• _Your task_
Count the lines in the listing below that hold the string "covered". Reply with the number alone.
(Records for the exercise begins)
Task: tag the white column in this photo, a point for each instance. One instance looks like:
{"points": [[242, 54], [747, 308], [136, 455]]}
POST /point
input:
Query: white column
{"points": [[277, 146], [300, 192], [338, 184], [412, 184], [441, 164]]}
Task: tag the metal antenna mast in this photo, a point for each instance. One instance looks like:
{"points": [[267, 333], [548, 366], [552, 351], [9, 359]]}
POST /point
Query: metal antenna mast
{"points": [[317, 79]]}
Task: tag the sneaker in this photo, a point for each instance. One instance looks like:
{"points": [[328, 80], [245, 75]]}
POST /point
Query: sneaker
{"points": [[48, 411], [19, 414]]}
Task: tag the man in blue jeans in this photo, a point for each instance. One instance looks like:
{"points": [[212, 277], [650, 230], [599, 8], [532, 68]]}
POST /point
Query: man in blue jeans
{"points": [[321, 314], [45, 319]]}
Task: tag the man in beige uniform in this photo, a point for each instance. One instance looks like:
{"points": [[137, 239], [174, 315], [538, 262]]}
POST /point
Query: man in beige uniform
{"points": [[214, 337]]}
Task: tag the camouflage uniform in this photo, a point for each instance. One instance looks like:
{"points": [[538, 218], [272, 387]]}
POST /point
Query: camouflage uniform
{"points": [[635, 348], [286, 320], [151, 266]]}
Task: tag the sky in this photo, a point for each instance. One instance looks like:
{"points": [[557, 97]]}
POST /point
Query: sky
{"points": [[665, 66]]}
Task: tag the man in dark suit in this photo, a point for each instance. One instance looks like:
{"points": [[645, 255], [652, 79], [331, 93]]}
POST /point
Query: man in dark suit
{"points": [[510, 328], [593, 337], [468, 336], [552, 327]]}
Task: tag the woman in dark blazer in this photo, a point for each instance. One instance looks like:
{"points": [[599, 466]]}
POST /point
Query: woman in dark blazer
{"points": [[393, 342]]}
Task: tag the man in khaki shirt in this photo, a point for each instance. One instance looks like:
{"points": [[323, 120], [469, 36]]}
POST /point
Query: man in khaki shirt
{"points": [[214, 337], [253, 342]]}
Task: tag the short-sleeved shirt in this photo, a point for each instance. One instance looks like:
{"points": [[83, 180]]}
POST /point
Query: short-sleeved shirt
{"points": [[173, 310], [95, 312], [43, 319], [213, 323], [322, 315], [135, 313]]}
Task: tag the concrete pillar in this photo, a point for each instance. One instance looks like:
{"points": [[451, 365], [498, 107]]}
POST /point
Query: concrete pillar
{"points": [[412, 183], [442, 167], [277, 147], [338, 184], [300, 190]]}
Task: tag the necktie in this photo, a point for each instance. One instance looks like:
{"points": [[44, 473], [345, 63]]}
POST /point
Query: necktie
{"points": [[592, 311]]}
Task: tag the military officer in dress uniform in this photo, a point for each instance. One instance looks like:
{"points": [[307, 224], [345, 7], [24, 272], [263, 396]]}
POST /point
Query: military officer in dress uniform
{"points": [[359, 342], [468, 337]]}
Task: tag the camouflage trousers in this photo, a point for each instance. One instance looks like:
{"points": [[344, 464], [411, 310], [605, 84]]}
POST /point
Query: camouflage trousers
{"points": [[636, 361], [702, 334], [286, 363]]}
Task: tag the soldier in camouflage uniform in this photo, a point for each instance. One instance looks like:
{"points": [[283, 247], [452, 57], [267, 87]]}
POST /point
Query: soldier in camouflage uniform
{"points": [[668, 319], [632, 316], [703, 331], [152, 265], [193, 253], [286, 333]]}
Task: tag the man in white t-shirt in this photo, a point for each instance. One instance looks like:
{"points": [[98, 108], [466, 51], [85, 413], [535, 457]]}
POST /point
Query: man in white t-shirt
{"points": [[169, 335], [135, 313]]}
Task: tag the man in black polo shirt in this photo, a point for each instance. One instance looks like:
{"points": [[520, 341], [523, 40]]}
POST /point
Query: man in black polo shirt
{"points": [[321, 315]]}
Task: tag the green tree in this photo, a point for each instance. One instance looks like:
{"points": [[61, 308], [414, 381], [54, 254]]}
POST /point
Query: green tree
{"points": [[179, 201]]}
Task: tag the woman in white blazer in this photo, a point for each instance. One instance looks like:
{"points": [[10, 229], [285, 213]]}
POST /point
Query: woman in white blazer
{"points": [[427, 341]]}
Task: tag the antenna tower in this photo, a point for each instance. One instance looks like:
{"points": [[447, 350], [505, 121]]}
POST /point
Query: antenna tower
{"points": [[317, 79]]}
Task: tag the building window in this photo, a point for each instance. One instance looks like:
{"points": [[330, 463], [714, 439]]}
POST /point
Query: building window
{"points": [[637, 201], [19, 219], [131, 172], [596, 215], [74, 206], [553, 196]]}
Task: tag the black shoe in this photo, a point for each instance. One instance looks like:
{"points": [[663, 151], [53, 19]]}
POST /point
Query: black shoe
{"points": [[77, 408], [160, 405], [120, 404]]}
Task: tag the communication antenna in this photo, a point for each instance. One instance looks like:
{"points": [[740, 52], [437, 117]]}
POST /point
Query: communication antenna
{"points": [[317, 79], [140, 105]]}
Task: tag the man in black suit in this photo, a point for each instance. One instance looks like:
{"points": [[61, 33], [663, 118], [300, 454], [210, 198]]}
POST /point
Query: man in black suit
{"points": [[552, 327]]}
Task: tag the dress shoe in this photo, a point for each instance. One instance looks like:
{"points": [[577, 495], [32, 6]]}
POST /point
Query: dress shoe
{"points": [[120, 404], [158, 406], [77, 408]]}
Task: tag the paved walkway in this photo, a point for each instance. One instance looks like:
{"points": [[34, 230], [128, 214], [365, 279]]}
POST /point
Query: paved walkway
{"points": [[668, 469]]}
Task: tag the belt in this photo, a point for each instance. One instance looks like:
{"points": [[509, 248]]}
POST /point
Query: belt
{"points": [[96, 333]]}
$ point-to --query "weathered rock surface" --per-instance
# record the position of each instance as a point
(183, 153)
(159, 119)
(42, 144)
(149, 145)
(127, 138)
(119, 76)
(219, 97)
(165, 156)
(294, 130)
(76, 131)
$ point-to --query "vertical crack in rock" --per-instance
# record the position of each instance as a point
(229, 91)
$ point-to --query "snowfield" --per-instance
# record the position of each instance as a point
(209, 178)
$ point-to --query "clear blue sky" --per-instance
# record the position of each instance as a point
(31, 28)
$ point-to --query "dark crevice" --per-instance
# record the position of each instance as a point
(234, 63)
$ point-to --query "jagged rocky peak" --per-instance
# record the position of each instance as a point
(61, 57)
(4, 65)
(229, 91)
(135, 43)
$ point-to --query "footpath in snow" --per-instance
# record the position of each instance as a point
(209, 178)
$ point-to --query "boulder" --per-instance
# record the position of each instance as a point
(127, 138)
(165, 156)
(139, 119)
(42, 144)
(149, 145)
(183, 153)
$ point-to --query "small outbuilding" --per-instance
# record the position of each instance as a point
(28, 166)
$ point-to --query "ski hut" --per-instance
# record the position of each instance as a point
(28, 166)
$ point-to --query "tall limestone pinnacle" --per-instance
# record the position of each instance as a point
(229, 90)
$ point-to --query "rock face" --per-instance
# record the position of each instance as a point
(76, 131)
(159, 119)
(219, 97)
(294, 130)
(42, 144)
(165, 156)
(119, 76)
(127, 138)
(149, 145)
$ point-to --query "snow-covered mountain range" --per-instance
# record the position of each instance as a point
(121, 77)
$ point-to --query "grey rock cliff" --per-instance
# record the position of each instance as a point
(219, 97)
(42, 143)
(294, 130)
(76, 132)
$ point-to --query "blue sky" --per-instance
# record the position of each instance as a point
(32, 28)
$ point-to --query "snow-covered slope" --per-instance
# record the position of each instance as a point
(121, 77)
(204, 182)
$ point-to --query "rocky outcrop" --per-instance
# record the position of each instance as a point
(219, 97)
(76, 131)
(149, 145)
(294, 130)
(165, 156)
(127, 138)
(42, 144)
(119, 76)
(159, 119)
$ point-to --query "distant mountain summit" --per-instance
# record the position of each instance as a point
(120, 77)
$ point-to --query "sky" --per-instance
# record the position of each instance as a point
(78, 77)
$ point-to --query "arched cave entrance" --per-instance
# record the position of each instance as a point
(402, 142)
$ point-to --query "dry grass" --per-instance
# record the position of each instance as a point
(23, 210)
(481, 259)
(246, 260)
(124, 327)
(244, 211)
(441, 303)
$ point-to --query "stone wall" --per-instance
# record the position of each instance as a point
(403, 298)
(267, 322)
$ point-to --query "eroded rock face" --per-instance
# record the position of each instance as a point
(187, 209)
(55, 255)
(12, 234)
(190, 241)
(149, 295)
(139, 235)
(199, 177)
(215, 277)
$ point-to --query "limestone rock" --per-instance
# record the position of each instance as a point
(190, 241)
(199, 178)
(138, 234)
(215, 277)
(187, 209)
(Records for the exercise ends)
• _Task output_
2